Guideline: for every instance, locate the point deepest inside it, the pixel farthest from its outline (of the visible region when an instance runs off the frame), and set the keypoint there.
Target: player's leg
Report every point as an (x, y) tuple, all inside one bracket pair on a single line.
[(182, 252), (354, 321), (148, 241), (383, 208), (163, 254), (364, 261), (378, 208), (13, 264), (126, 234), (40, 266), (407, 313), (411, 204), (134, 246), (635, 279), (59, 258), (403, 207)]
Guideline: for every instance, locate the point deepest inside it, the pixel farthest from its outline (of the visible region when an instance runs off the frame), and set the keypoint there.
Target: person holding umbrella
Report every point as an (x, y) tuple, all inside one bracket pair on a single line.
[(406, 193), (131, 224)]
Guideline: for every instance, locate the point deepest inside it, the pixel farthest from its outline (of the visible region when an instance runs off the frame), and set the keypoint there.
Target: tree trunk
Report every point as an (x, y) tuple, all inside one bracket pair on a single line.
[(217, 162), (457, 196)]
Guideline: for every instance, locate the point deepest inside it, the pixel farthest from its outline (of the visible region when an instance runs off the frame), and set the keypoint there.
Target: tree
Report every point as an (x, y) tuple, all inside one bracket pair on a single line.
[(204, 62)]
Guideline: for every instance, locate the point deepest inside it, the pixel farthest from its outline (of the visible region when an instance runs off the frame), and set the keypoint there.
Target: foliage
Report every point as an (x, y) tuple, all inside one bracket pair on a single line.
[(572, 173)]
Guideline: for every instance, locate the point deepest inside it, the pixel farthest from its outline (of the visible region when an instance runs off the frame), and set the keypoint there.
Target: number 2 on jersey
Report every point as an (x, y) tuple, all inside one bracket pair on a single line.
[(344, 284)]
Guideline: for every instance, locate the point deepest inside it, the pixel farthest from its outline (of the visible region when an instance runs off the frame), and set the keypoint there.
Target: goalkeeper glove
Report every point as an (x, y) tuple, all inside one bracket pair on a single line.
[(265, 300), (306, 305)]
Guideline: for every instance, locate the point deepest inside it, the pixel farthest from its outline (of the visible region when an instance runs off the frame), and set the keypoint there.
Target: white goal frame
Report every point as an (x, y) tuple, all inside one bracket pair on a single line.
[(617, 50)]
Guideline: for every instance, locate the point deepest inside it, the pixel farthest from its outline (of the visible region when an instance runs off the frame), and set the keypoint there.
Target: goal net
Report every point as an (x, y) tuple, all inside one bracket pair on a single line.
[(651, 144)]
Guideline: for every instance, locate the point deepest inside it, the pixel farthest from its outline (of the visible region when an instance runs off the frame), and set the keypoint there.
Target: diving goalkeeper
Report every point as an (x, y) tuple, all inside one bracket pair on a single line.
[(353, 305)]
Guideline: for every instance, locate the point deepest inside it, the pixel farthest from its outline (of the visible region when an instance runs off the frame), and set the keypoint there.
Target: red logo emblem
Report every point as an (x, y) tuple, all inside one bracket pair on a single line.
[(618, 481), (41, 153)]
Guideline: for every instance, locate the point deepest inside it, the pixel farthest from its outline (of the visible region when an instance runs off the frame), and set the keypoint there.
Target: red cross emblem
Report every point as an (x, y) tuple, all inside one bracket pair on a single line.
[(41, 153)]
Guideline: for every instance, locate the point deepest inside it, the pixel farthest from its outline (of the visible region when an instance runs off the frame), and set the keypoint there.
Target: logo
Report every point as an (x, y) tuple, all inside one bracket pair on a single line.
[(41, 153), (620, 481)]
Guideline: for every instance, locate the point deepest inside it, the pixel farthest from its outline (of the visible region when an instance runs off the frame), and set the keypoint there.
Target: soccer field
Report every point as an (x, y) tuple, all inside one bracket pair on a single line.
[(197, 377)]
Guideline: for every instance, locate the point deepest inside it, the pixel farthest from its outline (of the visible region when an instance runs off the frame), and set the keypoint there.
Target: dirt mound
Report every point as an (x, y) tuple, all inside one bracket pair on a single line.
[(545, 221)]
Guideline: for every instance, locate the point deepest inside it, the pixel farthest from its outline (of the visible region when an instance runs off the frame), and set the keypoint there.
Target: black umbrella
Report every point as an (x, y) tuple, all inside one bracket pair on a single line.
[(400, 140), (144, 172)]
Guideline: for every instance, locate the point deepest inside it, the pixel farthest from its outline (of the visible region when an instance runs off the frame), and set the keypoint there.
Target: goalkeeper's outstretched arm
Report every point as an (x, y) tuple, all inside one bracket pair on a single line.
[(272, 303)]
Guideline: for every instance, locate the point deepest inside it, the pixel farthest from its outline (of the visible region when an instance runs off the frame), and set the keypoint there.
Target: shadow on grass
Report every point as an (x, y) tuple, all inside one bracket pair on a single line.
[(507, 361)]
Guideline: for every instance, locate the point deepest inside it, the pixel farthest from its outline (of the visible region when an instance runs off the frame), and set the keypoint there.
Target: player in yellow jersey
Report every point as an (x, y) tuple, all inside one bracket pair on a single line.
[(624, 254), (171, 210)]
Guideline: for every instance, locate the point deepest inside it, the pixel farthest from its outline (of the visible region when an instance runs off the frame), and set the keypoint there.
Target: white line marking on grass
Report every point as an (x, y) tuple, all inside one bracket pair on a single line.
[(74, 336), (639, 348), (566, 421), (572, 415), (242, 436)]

------------------------------

[THE REQUEST] Output the full listing exactly as it stands.

[WRITTEN RESPONSE]
Guideline: for every instance, locate the point deepest inside it, the pixel farthest from its outline (of the visible region when an instance runs off the frame), and set the keypoint there.
Target: player's leg
Report every point as an (x, y) tuple, all inside one bracket pair on a single line.
[(182, 252), (354, 321), (148, 241), (383, 208), (163, 254), (364, 261), (378, 208), (13, 264), (126, 234), (40, 266), (407, 313), (411, 204), (134, 246), (635, 279), (59, 258), (403, 207)]
Guideline: for every instance, locate the point deepest inside it, the pixel farthest from its outline (of the visible region when an instance runs off the frame), and set the keypoint there.
Target: person holding umbrella
Report every point as an (x, y) tuple, all inside one bracket pair on a single line.
[(406, 193), (131, 224)]
Guideline: for every instance, locate the point deepest inside it, the pixel farthest from its outline (of the visible region when an instance runs off the frame), and set the keypoint there.
Target: tree trunk
Report every point as an (x, y) tuple, all inside one bracket pair on a single line.
[(217, 162), (457, 196)]
Guideline: for every instance, locate the point deepest inside it, the pixel farthest from its outline (of the visible region when an instance runs off the frame), and set the keypoint there.
Target: tree
Report every point as an (x, y) tuple, all inside one bracket pair on a single line.
[(204, 62)]
Guideline: for every instance, locate the point deepest inside it, the pixel farthest from its outline (of the visible region when an instance runs off the frame), and set the keypoint there.
Target: foliage
Report every point as an (x, y) tuple, all inside one bracket pair on a single line.
[(572, 173)]
Guideline: for every instance, locate the point deepest inside it, the pixel farthest from its outline (of the visible region when an instance runs off the frame), and set the keypoint there.
Target: number 2 on jersey
Report every point as an (x, y) tuple, all inside one bracket pair on a single line.
[(344, 284)]
Guideline: for every instance, locate the point deepest inside it, the pixel farthest from its outline (of the visible region when an instance runs off the frame), and set the keypoint there.
Target: goalkeeper glove
Report every point as an (x, y) tuple, all inside one bracket pair on a single line.
[(265, 300), (306, 305)]
Guideline: for every instance, locate the point deepest inside it, the pixel farthest from its outline (of the visible region when an instance runs off the frame), and set the keypoint there.
Target: white goal frame
Report every point as an (x, y) tuple, all inside one bracket pair on a single line.
[(617, 50)]
Guideline: for every instance, locate the point deepest inside it, the pixel farthest from its outline (of the visible region when an instance runs off the frame), and set the keypoint there.
Target: goal net
Report every point as an (x, y) tuple, all inside one bracket pair on a single line.
[(651, 144)]
Guideline: for every instance, locate the point deepest inside it, the pixel farthest from its outline (of the visible region when an instance runs off the frame), and set the keypoint there.
Target: diving goalkeeper
Report every point as an (x, y) tuple, all inside one bracket pair on a single line.
[(353, 305)]
Guideline: for every instance, locate the point deepest inside it, the pixel farthest from its outline (of the visible region when an instance runs off the frame), and set the keypoint there.
Target: red logo emblem
Report every point as an (x, y) tuple, all inside one bracket pair on a single line.
[(618, 481), (41, 153)]
Guideline: for every instance, locate the point deepest inside it, the pixel farthest from its outline (of the visible region when an instance runs off the frame), and set the keypoint there.
Target: red cross emblem
Report every point as an (x, y) tuple, all inside one bracket pair on a single line.
[(41, 153)]
Guideline: for every instance, locate the point deepest inside it, the pixel farthest from its outline (of the visible region when an instance runs off the frame), and set the keypoint there.
Target: logo
Report every point as an (x, y) tuple, all inside one bracket pair on a single line.
[(41, 153), (620, 481)]
Guideline: for every instance, locate the point deepest inside it, the pixel farthest from its outline (of the visible region when an instance runs off the frame), and set the keypoint there.
Target: soccer field
Report every point as an (x, y) tuple, all inside one bracket pair on a single line.
[(197, 377)]
Guideline: for every instance, locate the point deepest inside it, the pixel farthest from its outline (of the visible region when an instance runs off the frame), and set the keypoint there.
Target: dirt mound
Report every point as an (x, y) tuple, all inside one bracket pair on a single line.
[(545, 221)]
Guideline: for every instance, locate the point deepest inside it, the pixel farthest from its outline (of the visible region when an instance runs off the frame), and set the keypoint there.
Target: black umbrella
Report every point as an (x, y) tuple, all inside one bracket pair on a single line.
[(400, 140), (144, 172)]
Guideline: for every instance, locate the point deepest inside it, the pixel farthest from its outline (of the visible region when an instance runs off the frame), and set the keypoint there.
Target: goalkeeper's outstretched arm
Report every point as an (x, y) tuple, all inside one bracket pair on a single line.
[(272, 303)]
Guideline: for every instance, locate the point deepest inside it, the pixel farthest from its outline (of the visible region when an instance runs off the frame), and set the keypoint there.
Target: shadow on grass
Report every point as an (x, y) tuple, all inside one bracket pair on a single line.
[(507, 361)]
Guideline: for every instance, locate the point deepest inside it, the pixel farthest from its outline (of the visible region when an instance runs off the frame), and set the keypoint there.
Target: player in yellow jersey
Report every point as an (x, y) tuple, all inside one bracket pair on a single line.
[(624, 254), (171, 210)]
Guideline: for every instance, locate the point deepest inside it, the pixel farthest from its outline (of the visible region when an instance runs off the frame), and set the keypoint there.
Target: white line marking on grass
Report every point as an (x, y) tuple, all inside one bracket pair on a single line.
[(74, 336), (639, 348), (566, 421), (572, 415), (242, 436)]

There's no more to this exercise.